▶ Records of labeled points
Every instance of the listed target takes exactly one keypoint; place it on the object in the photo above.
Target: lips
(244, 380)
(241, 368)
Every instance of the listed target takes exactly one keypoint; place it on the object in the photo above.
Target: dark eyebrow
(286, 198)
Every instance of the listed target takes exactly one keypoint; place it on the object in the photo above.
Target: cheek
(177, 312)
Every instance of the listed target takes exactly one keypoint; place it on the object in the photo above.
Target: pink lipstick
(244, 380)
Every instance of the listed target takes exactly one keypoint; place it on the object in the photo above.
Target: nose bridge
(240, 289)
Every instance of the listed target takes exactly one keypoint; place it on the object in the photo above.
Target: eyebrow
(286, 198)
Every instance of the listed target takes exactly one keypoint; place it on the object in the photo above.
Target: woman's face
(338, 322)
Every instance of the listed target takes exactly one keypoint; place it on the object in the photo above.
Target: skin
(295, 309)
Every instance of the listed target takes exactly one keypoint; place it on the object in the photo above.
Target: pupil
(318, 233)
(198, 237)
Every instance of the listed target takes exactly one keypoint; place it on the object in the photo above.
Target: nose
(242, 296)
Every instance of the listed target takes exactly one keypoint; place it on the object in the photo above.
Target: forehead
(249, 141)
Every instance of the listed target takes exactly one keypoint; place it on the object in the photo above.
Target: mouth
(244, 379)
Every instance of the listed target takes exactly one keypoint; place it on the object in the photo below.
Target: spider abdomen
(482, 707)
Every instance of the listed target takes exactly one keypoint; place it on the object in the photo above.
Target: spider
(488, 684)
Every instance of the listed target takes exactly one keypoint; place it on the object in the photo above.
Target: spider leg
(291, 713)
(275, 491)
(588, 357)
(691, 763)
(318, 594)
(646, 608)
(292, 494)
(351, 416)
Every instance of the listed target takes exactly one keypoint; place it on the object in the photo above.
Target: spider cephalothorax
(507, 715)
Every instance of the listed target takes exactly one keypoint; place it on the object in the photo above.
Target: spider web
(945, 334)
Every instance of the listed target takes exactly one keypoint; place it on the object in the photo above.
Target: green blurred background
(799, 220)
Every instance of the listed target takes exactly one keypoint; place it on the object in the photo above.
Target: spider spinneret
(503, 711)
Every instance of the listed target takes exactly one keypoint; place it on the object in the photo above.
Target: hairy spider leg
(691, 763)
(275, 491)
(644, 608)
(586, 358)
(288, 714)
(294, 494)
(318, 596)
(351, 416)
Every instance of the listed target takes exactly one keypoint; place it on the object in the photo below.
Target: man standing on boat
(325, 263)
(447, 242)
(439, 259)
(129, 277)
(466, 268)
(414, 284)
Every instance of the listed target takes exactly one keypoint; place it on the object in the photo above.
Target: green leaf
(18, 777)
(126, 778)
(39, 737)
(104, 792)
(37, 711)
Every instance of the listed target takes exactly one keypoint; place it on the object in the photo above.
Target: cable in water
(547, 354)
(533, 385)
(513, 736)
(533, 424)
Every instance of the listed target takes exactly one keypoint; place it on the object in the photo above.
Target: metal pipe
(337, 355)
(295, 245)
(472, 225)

▶ EXERCISE GOAL
Return each line of the material that contains the string "eyebrow". Matching is case-sensitive.

▶ TASK SOLUTION
Target: dark eyebrow
Target: eyebrow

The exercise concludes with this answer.